Exercise brief: How many lines in the entries below include the string "distant"? Answer with the number only.

Dataset entries
┌────────
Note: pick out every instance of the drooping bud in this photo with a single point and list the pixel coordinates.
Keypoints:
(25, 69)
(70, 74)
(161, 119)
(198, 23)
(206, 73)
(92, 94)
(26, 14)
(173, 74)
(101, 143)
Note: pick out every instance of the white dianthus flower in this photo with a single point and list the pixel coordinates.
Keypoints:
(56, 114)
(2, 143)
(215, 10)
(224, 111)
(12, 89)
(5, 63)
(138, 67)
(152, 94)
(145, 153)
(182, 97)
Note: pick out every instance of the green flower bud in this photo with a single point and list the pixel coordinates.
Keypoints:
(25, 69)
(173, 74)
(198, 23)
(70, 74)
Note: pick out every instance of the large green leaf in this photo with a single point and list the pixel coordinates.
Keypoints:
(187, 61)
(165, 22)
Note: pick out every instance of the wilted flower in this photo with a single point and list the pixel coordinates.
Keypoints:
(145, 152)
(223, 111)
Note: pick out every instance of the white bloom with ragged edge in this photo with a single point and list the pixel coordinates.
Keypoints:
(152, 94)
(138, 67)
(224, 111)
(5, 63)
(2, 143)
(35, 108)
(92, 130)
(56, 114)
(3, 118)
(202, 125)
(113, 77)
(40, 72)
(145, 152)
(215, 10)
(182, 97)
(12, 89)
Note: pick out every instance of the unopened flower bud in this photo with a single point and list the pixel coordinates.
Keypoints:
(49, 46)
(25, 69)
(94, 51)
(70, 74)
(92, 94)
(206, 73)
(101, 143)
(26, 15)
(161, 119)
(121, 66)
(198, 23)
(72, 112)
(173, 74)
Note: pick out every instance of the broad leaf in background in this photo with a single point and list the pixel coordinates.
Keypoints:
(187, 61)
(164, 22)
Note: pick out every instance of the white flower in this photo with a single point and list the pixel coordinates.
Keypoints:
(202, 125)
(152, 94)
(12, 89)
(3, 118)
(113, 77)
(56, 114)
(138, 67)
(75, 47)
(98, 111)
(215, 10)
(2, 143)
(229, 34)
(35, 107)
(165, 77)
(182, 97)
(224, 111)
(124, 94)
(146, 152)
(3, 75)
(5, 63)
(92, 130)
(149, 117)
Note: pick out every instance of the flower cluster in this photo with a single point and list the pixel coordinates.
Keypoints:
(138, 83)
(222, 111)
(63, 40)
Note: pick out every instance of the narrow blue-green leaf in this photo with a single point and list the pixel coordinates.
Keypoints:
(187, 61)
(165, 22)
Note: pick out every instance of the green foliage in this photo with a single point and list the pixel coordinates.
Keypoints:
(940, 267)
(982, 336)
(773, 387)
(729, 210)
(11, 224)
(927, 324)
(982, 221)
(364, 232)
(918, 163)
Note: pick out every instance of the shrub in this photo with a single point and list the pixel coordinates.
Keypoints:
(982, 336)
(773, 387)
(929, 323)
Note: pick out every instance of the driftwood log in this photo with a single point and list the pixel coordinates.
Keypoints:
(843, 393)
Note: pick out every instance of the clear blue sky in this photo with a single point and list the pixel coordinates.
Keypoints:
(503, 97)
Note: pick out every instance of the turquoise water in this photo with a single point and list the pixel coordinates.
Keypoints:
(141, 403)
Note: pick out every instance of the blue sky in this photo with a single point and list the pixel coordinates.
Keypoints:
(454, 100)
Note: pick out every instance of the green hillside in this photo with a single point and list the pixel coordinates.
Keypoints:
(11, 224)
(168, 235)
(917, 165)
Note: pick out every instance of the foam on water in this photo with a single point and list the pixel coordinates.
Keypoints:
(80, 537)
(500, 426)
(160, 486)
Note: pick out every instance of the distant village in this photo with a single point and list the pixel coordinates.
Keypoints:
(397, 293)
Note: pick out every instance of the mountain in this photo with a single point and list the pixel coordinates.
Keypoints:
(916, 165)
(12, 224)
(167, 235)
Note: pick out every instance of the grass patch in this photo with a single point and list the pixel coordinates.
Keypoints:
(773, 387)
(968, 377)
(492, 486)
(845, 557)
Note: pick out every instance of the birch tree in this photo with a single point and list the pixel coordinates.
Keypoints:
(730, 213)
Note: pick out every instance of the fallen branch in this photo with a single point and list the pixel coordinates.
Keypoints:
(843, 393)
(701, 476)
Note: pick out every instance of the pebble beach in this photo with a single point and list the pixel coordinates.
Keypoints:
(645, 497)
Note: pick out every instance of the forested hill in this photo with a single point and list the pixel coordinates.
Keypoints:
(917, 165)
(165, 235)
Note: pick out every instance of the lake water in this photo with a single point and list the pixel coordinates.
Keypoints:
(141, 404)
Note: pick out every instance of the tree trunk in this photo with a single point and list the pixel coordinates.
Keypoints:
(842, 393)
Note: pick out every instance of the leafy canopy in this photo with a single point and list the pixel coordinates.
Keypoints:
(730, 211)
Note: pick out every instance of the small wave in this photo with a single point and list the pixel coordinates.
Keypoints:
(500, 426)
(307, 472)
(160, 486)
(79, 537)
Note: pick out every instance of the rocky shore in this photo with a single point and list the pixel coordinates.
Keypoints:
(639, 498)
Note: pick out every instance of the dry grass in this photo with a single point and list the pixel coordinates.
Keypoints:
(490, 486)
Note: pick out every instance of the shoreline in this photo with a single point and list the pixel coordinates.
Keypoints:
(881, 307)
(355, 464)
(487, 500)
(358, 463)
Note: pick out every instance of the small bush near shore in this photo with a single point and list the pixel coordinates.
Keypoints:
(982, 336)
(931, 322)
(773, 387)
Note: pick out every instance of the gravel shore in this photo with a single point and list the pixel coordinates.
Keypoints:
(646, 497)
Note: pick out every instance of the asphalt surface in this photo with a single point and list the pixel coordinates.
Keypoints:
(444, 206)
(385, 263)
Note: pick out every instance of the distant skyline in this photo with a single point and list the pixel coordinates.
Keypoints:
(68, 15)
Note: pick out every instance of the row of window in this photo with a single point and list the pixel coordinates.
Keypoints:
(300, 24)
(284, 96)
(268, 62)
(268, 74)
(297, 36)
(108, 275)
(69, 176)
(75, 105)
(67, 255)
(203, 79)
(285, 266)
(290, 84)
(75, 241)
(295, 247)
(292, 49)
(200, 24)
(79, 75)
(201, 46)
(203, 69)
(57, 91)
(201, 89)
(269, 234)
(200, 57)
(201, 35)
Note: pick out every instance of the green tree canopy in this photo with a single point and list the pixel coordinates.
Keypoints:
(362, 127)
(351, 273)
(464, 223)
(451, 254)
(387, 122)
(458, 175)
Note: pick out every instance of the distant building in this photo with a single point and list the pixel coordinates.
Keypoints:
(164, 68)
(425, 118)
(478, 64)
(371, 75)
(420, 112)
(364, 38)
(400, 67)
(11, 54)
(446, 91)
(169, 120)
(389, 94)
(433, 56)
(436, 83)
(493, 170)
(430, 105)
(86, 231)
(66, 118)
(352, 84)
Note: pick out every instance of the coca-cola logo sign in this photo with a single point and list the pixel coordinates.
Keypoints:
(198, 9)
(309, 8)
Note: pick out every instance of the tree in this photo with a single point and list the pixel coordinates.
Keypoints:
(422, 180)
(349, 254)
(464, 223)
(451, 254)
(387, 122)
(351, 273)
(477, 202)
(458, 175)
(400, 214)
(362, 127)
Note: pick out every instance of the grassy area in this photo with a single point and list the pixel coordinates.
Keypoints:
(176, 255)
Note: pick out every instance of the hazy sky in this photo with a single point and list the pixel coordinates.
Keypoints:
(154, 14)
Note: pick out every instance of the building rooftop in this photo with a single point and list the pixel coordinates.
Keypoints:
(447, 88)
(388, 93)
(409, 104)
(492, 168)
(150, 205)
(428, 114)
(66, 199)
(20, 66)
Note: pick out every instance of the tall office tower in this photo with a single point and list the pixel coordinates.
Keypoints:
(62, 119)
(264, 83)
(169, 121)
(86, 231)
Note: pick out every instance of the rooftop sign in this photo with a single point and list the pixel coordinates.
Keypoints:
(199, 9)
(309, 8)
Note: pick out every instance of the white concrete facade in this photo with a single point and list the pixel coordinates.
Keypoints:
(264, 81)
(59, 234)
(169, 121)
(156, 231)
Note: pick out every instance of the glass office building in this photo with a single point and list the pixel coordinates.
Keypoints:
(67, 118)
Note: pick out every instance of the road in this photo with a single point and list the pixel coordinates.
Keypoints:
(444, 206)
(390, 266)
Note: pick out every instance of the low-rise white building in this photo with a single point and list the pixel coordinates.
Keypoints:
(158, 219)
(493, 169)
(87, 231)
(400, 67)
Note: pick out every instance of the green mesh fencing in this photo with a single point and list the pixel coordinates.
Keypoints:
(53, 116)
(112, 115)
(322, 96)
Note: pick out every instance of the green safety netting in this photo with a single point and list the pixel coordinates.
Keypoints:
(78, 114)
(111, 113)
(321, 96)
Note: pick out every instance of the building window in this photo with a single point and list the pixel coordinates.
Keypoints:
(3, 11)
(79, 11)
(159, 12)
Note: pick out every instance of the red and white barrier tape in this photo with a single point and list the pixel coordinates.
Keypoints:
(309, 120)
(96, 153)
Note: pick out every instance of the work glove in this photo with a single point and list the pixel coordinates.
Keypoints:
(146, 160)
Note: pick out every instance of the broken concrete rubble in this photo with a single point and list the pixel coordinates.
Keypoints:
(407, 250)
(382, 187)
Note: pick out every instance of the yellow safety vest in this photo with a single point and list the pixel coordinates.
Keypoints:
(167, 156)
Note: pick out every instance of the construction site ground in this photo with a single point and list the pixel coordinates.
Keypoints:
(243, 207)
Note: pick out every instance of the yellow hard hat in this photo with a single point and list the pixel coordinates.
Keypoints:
└────────
Solution below: 3